FTC 135 | Public Relations

Public Relations: When opportunities present themselves, you can easily determine whether they’re a “hell, yeah” or “no way” when you have a vision.

 

When I started Timeslips Corporation, we didn’t have any money at all. We didn’t have a choice. PR had to work for us. It was the only option we had. I basically embraced it completely. I said, “This is what we got. This is what we’re working with. Let’s make it work. Let’s do whatever it takes to make it work.” I had to figure out what you wrote about in your book about all by myself. If there were business coaches around, I had no idea that they were. I didn’t even know what a business coach was. If I did, I might not have been able to afford to hire one. It was a tough road because I was basically flying by the seat of my pants. The more important element of it was that when it worked, it worked like crazy.

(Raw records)

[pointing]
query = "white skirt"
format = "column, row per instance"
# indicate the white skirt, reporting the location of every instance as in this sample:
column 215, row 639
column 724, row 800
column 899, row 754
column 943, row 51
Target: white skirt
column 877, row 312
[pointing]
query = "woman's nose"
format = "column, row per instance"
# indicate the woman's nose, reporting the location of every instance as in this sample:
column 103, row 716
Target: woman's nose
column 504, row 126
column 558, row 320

--

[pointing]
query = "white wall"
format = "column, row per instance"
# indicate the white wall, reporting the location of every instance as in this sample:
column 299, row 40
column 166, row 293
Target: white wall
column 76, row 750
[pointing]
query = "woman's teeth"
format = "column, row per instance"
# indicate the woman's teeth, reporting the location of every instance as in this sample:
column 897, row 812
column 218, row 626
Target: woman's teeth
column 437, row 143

* [WHAT IS EXPECTED]
Transcribe the passage of the public relations text starting with "FTC 135 | Public" and going on through "worked like crazy.".

* [COMPLETED EXERCISE]
FTC 135 | Public Relations

Public Relations: When opportunities present themselves, you can easily determine whether they’re a “hell, yeah” or “no way” when you have a vision.

 

When I started Timeslips Corporation, we didn’t have any money at all. We didn’t have a choice. PR had to work for us. It was the only option we had. I basically embraced it completely. I said, “This is what we got. This is what we’re working with. Let’s make it work. Let’s do whatever it takes to make it work.” I had to figure out what you wrote about in your book about all by myself. If there were business coaches around, I had no idea that they were. I didn’t even know what a business coach was. If I did, I might not have been able to afford to hire one. It was a tough road because I was basically flying by the seat of my pants. The more important element of it was that when it worked, it worked like crazy.